--- start of Source ---

If someone waited until 1.3.3 RC3 to make a totally new feature request (unrelated to 1.3.3 changes), would we hold up the release over it and roll over to RC4? If not, it doesn't really make sense to delay a release over a bug report of an issue that's unrelated to changes in the release.
My general thoughts here are basically that Sia is still pretty early stage, still cycling very rapidly
The current strategy prevents rapid iteration.
If 1.3.3 RC1 is stable modulo some issues that have existed since pre-1.3.3, instead of spending 6 weeks iterating on 1.3.3 with new RCs, we could promote RC1 to the official release and then in 6 weeks, release 1.3.4.
I strongly recommend establishing release criteria and not deviating from them except in extraordinary circumstances (e.g. an exchange needs an ASAP fix).
For example, the criteria for 1.3.3 would probably be that it adds the /renter/stream/
API, fixes selected accounting bugs, and whatever else was a goal for the release. If some idiot comes to you during RC and complains about Sia destroying all their contracts, you can tell them, "We're very sorry, but that's always been there and you're the first to complain about it, so the fix will ship in 1.3.4."
If the release criteria is just ad-hoc when people stop asking for things during RC, it only withholds new features from users for weeks/months even though they're complete and stable.
For example, the criteria for 1.3.3 would probably be that it adds the /renter/stream/ API, fixes selected accounting bugs, and whatever else was a goal for the release. If some idiot comes to you during RC and complains about Sia destroying all their contracts, you can tell them, "We're very sorry, but that's always been there and you're the first to complain about it, so the fix will ship in 1.3.4."
Going to disagree on that one. If someone comes forward with a bug that's destroying all contracts, or comes forward with a bug that shows the renewal system is wonky / haywire, or comes forward with an easily triggered memory leak or an overflow-panic, those are all things worth pushing a release back over.
The reason we haven't seen these bugs before is because people haven't been able to get the software to the point of renewals before. Or if they have, other bugs were severe enough that the renewal bugs went unnoticed. For a long time, people were just like "yeah I have 135 contracts now" and we didn't know why.
Each of those fixes were independently only a few days of work, but contribute substantially to the overall stability and usability of v1.3.3. The alternative is to release a v1.3.3 that's still quite unstable.
People pay a lot more attention to problems and bugs during the RC phase. Bugs during RC that get discovered and then backlogged tend to remain backlogged for a long time. And then when you come back to it, nobody remembers anymore exactly how to reproduce it, logs might have been lost or deleted or buried, and the exact context of the bug is a lot fuzzier.

--- end of Source ---

-- Problem A --
According to the thread, what API would the 1.3.3 release criteria probably include adding?
The thread and the entries come from unrelated sources.

--- start of Extracted material ---

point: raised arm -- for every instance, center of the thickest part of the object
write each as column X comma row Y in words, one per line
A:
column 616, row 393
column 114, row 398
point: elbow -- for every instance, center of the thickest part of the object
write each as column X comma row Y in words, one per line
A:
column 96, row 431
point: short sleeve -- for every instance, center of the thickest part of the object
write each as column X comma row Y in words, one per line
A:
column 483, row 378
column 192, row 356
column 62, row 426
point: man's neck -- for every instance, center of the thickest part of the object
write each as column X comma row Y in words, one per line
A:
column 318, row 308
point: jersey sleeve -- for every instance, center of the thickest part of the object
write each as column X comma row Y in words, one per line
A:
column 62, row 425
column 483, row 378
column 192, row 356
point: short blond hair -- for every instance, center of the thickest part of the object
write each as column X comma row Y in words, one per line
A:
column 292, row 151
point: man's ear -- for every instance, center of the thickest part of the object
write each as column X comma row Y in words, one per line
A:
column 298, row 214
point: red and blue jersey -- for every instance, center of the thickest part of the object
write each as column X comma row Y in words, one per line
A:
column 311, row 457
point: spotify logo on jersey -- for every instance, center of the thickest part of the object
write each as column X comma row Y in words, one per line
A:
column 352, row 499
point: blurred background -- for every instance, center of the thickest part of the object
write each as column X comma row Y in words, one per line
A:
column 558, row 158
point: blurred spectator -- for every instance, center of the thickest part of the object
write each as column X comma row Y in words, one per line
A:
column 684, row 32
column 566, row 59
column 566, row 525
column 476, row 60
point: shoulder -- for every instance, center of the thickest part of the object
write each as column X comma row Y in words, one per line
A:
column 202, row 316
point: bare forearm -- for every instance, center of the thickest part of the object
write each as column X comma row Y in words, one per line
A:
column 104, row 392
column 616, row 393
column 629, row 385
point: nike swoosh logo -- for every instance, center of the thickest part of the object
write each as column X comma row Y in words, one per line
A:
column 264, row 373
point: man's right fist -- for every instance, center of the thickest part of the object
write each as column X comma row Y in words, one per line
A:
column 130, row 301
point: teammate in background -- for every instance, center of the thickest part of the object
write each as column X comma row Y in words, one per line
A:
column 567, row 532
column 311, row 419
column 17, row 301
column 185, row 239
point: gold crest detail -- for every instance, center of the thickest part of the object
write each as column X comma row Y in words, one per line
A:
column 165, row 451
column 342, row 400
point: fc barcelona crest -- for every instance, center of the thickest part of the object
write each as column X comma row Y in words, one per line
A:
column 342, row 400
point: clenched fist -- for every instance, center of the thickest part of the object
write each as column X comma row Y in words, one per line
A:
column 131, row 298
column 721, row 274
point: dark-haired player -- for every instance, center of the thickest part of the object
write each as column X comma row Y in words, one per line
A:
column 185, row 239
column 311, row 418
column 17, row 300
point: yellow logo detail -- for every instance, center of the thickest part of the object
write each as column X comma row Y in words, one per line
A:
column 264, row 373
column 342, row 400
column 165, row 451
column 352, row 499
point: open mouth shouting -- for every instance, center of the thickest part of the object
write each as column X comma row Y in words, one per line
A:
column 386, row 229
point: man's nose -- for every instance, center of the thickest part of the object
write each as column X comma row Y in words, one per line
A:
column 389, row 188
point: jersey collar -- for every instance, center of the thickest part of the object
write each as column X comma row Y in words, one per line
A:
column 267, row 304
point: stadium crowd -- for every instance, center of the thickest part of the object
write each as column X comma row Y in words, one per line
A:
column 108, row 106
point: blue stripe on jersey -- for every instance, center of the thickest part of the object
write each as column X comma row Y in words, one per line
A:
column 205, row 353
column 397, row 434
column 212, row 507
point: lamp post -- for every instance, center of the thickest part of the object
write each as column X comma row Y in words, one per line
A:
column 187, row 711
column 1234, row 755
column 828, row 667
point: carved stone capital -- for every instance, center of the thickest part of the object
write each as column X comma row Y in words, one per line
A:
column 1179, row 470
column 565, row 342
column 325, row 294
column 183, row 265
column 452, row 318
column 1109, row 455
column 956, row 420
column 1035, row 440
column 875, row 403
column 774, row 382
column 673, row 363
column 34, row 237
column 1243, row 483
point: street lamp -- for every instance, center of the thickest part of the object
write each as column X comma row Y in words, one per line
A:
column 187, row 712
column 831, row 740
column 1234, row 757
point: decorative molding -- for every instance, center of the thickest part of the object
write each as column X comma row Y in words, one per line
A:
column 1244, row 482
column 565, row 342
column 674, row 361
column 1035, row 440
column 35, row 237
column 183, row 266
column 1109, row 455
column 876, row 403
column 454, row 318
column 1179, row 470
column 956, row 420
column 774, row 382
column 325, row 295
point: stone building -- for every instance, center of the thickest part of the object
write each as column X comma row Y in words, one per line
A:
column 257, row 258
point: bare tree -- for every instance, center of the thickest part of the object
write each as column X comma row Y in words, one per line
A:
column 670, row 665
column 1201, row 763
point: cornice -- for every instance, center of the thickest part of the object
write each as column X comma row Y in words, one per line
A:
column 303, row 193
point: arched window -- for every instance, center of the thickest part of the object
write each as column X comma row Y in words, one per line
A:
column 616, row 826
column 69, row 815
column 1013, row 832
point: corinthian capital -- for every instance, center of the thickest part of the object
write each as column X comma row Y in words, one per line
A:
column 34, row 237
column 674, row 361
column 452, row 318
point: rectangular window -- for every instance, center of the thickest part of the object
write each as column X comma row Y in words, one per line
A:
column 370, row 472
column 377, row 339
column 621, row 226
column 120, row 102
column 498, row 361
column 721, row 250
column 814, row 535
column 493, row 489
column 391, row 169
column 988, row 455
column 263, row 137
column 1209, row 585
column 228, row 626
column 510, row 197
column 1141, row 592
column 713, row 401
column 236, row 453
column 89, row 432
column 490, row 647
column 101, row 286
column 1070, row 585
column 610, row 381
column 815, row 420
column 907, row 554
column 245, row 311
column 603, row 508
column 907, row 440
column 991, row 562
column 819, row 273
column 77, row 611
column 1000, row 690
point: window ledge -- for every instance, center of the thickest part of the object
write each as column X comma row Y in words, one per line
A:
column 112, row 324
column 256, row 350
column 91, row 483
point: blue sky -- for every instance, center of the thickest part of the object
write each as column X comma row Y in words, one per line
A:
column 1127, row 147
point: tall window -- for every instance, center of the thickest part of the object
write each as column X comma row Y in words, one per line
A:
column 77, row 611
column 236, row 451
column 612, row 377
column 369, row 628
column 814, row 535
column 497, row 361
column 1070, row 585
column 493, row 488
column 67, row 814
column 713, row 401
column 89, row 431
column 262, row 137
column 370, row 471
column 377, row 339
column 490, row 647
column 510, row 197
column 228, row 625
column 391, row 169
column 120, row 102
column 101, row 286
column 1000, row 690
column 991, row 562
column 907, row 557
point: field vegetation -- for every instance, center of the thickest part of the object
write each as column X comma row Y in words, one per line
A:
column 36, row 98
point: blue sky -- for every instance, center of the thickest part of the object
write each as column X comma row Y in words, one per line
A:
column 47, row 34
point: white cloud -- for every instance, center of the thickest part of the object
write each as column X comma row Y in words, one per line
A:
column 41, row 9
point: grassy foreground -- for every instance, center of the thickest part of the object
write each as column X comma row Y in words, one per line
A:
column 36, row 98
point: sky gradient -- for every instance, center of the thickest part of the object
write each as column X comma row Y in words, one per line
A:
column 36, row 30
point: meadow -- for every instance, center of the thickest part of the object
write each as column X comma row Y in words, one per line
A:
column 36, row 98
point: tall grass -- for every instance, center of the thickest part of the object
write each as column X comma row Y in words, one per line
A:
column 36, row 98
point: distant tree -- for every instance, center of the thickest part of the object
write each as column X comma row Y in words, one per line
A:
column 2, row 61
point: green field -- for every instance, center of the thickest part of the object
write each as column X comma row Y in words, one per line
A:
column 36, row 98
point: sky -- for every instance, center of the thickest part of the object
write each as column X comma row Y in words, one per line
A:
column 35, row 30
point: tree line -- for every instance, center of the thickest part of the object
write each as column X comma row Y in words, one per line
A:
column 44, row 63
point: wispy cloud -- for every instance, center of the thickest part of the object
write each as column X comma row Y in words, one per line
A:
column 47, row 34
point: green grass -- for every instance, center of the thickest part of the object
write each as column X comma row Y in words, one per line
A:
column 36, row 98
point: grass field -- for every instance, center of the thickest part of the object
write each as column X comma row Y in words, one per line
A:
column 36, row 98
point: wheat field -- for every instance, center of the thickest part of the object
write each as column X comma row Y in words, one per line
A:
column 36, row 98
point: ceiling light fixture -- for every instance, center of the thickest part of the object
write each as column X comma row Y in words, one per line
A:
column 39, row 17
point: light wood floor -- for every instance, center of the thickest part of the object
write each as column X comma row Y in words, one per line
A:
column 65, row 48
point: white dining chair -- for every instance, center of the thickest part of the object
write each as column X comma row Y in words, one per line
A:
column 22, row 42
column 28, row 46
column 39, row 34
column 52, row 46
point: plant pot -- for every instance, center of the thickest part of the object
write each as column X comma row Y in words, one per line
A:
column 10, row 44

--- end of Extracted material ---

-- Problem B --
Reproduce the lines of the entries, starting with the line that contains "point: open mouth" and going on through the line that contains "column 1234, row 757", with both of those lines included.

-- Answer A --
The /renter/stream/ API.

-- Answer B --
point: open mouth shouting -- for every instance, center of the thickest part of the object
write each as column X comma row Y in words, one per line
A:
column 386, row 229
point: man's nose -- for every instance, center of the thickest part of the object
write each as column X comma row Y in words, one per line
A:
column 389, row 188
point: jersey collar -- for every instance, center of the thickest part of the object
write each as column X comma row Y in words, one per line
A:
column 267, row 304
point: stadium crowd -- for every instance, center of the thickest part of the object
write each as column X comma row Y in words, one per line
A:
column 108, row 106
point: blue stripe on jersey -- for every instance, center of the thickest part of the object
write each as column X comma row Y in words, one per line
A:
column 205, row 353
column 397, row 434
column 212, row 507
point: lamp post -- for every instance, center of the thickest part of the object
write each as column X comma row Y in words, one per line
A:
column 187, row 711
column 1234, row 755
column 828, row 667
point: carved stone capital -- for every instance, center of the thickest part of the object
write each as column X comma row Y in words, one per line
A:
column 1179, row 470
column 565, row 342
column 325, row 294
column 183, row 265
column 452, row 318
column 1109, row 455
column 956, row 420
column 1035, row 440
column 875, row 403
column 774, row 382
column 673, row 363
column 34, row 237
column 1243, row 483
point: street lamp -- for every instance, center of the thickest part of the object
write each as column X comma row Y in words, one per line
A:
column 187, row 712
column 831, row 740
column 1234, row 757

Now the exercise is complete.